*What this task involves*:
Please format the listing below, between the lines holding "Annotation spec: tight bounding boxes, class = horse, include" and "[[0, 128, 205, 365]]", inclusive, as a two-column CSV with the columns text and answer. Give one row per answer, pairing it with the text that leads up to it, with each value in its own quoted field and line breaks replaced by spaces.

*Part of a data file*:
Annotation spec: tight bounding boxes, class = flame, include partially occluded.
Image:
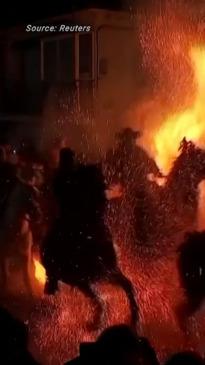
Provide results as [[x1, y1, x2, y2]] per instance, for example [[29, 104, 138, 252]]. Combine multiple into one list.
[[34, 258, 46, 285], [154, 47, 205, 174]]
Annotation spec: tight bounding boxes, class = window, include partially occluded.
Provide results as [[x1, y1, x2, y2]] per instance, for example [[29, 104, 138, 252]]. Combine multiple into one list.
[[43, 40, 58, 82], [23, 41, 41, 84], [58, 37, 75, 82], [43, 37, 75, 83], [79, 33, 92, 79]]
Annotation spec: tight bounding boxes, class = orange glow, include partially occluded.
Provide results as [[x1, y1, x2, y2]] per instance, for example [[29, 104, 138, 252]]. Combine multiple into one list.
[[34, 258, 46, 285], [154, 48, 205, 174], [147, 174, 166, 186]]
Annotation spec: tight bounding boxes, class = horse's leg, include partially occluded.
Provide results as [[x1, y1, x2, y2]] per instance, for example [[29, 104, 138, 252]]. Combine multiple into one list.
[[44, 275, 58, 295], [77, 283, 105, 331], [175, 296, 202, 347], [109, 268, 139, 329]]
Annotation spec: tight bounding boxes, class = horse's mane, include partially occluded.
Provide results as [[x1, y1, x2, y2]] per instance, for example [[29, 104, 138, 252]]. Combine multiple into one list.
[[168, 142, 202, 182]]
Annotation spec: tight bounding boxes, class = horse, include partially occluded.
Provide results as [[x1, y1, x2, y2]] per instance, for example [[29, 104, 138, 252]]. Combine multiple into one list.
[[135, 139, 205, 254], [0, 165, 40, 295], [176, 231, 205, 340], [103, 128, 161, 246], [42, 165, 138, 329]]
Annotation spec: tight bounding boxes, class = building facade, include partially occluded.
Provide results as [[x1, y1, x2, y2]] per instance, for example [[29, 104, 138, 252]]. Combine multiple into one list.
[[0, 9, 137, 142]]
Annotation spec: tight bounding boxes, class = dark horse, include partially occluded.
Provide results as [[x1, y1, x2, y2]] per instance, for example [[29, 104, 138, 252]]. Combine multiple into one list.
[[42, 161, 138, 328], [135, 139, 205, 255], [177, 231, 205, 340]]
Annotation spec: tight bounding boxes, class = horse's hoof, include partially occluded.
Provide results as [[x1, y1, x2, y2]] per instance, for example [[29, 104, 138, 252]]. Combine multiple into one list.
[[86, 321, 102, 332]]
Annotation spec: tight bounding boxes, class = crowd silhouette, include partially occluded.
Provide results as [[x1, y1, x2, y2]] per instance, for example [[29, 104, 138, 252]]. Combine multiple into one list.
[[0, 128, 205, 365]]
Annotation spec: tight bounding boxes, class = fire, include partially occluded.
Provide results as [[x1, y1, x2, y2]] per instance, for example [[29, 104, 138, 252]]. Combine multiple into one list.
[[34, 258, 46, 285], [154, 48, 205, 174]]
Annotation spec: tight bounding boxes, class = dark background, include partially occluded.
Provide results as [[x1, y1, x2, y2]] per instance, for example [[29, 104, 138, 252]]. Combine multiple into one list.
[[0, 0, 132, 28]]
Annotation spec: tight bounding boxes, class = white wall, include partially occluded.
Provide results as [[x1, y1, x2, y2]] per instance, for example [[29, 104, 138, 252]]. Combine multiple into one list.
[[98, 26, 137, 118]]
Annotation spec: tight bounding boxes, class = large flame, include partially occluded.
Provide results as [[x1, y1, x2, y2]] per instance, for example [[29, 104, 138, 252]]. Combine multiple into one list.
[[34, 258, 46, 286], [154, 48, 205, 174]]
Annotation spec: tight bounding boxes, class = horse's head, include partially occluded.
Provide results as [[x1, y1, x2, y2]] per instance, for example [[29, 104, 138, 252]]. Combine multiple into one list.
[[176, 138, 205, 183]]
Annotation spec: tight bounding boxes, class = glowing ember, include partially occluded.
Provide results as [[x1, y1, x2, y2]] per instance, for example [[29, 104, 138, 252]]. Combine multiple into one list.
[[34, 258, 46, 285], [154, 48, 205, 174]]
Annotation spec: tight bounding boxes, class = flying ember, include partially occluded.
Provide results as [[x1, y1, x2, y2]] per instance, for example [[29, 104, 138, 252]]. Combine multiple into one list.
[[154, 47, 205, 174]]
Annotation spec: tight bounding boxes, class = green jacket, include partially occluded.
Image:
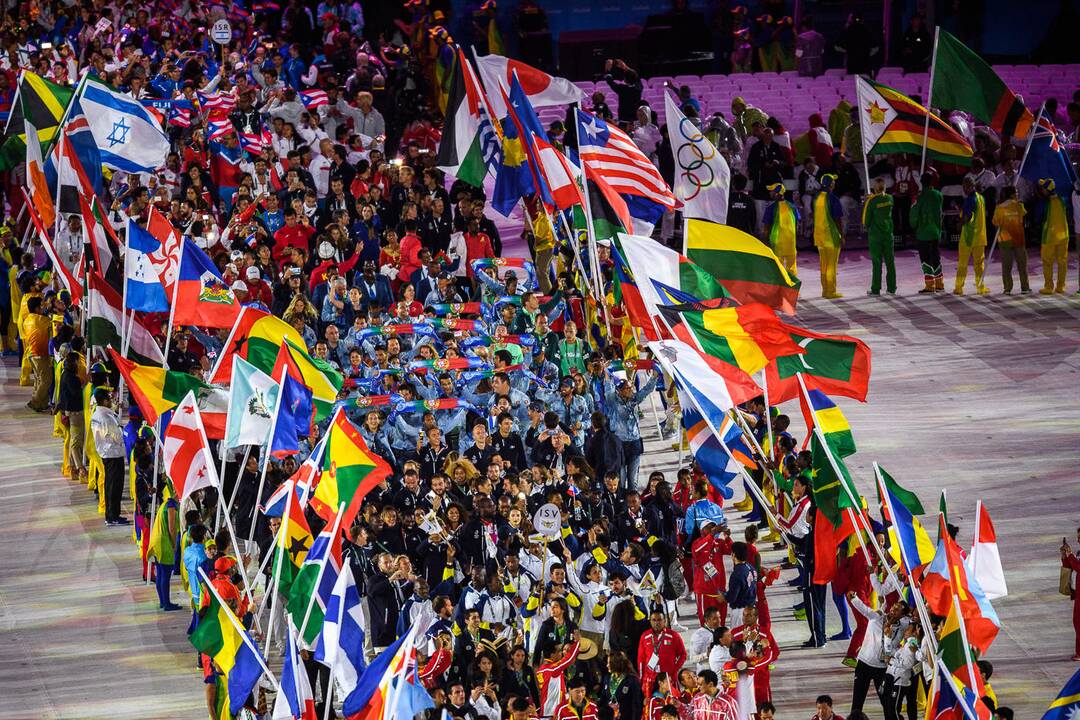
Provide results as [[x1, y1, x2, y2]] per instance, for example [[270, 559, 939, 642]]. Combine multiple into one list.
[[908, 188, 945, 243]]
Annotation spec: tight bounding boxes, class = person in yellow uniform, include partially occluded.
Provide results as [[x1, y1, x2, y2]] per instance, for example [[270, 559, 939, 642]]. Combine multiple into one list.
[[993, 185, 1031, 295], [953, 177, 989, 295], [813, 173, 843, 300], [1036, 177, 1069, 295], [863, 178, 896, 295], [761, 182, 799, 277], [18, 295, 53, 412]]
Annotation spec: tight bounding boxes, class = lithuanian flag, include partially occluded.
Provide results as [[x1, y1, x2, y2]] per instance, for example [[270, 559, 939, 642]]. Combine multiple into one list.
[[659, 302, 805, 375], [108, 348, 229, 439], [686, 220, 802, 315], [211, 308, 345, 421], [855, 76, 971, 165], [190, 571, 264, 717], [310, 408, 391, 528]]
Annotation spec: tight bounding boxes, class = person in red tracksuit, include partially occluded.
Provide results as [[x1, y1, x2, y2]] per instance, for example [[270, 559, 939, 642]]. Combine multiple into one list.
[[731, 608, 780, 706], [637, 610, 687, 699], [1062, 529, 1080, 660], [833, 538, 873, 667], [690, 520, 731, 625]]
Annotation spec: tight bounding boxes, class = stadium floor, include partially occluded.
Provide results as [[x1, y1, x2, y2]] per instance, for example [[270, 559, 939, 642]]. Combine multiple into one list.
[[0, 246, 1080, 720]]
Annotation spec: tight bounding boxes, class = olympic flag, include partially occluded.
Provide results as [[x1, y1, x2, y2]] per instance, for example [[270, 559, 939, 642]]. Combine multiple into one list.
[[664, 92, 731, 225]]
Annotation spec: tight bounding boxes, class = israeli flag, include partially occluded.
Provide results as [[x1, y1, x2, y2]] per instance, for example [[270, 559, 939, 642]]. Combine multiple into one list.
[[80, 78, 168, 173], [124, 218, 168, 312]]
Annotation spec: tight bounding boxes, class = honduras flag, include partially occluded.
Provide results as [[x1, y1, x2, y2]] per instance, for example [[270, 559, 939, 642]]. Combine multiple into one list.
[[315, 570, 367, 697], [80, 77, 168, 173], [124, 218, 168, 312]]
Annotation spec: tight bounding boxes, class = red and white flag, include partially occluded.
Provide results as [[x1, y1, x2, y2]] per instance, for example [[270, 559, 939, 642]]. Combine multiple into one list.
[[964, 500, 1009, 600], [161, 391, 218, 502]]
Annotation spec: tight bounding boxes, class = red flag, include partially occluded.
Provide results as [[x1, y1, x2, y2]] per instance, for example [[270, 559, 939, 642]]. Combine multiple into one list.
[[161, 392, 217, 502]]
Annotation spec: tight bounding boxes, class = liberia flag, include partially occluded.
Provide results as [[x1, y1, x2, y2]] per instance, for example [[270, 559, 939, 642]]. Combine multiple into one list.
[[162, 391, 217, 503]]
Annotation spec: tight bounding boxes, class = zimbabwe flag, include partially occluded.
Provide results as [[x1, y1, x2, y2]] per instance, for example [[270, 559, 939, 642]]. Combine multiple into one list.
[[855, 76, 971, 165], [658, 302, 802, 375], [765, 323, 870, 405]]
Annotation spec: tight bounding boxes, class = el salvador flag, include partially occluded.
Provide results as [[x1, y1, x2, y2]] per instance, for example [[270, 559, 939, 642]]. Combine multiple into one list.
[[80, 77, 168, 173], [124, 218, 168, 312]]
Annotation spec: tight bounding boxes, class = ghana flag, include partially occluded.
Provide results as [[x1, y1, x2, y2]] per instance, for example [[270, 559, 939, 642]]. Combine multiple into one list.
[[686, 219, 802, 315], [765, 324, 870, 405], [311, 408, 391, 528], [930, 27, 1035, 139], [191, 570, 265, 717], [659, 302, 804, 375], [855, 76, 971, 165]]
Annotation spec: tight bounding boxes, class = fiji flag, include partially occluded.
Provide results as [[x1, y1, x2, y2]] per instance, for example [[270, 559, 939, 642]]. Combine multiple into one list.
[[1042, 670, 1080, 720], [270, 375, 312, 458], [124, 218, 168, 312], [1021, 118, 1076, 202]]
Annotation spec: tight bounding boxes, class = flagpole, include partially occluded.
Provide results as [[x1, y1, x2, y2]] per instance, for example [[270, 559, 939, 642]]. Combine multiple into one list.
[[247, 367, 288, 545], [300, 503, 349, 640], [261, 479, 296, 653], [986, 103, 1047, 262], [920, 25, 942, 177], [199, 568, 281, 692]]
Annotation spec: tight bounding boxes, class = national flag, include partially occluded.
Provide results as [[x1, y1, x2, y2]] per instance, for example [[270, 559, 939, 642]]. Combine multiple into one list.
[[314, 572, 367, 697], [476, 55, 585, 118], [435, 47, 501, 188], [297, 89, 330, 110], [206, 119, 235, 141], [45, 106, 105, 214], [342, 624, 417, 720], [877, 466, 934, 575], [225, 355, 279, 448], [0, 70, 75, 169], [577, 110, 676, 209], [269, 373, 312, 458], [855, 76, 972, 165], [271, 480, 314, 598], [80, 77, 170, 173], [287, 520, 341, 648], [190, 568, 265, 717], [1042, 670, 1080, 720], [809, 427, 862, 528], [1021, 117, 1077, 198], [109, 348, 229, 439], [765, 324, 870, 405], [23, 118, 56, 228], [124, 217, 168, 312], [19, 188, 85, 304], [648, 340, 761, 427], [311, 408, 391, 528], [799, 390, 855, 458], [686, 219, 802, 315], [964, 500, 1009, 600], [173, 240, 240, 327], [79, 195, 124, 293], [161, 391, 218, 503], [664, 91, 731, 225], [146, 204, 183, 298], [914, 516, 1001, 653], [929, 26, 1035, 139], [658, 302, 804, 375], [85, 271, 165, 366], [270, 623, 319, 720], [937, 599, 990, 720]]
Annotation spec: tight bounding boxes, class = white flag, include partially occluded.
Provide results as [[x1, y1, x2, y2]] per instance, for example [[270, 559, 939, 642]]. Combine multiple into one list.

*Solution to this task*:
text,answer
"Annotation spec: tight bounding boxes, class = horse, include partially occluded. Provide results as [[x1, y1, x2, y2]] per instance, for example [[29, 104, 138, 252]]. Combine multiple into one list.","[[135, 139, 205, 254], [0, 165, 40, 295], [176, 231, 205, 340], [103, 128, 161, 246], [42, 165, 138, 329]]"
"Annotation spec: tight bounding boxes, class = building facade, include partially occluded. Provide results as [[x1, y1, x2, y2]] per instance, for example [[29, 104, 138, 252]]. Combine multiple into one list.","[[0, 9, 137, 142]]"
"Annotation spec: tight bounding boxes, class = dark horse, include partially occluded. Provide results as [[x1, y1, x2, y2]] per instance, for example [[29, 104, 138, 252]]. Combine multiple into one list.","[[42, 161, 138, 328], [135, 139, 205, 255], [177, 231, 205, 340]]"
"Annotation spec: tight bounding boxes, class = horse's hoof, include partially occluded. Provide results as [[x1, y1, x2, y2]] per instance, for example [[29, 104, 138, 252]]. Combine multiple into one list.","[[86, 321, 102, 332]]"
"Annotation spec: tight bounding boxes, class = crowd silhouette, include partially occluded. Provide results as [[x1, y1, x2, y2]] per instance, for example [[29, 104, 138, 252]]. Combine multiple into one list.","[[0, 128, 205, 365]]"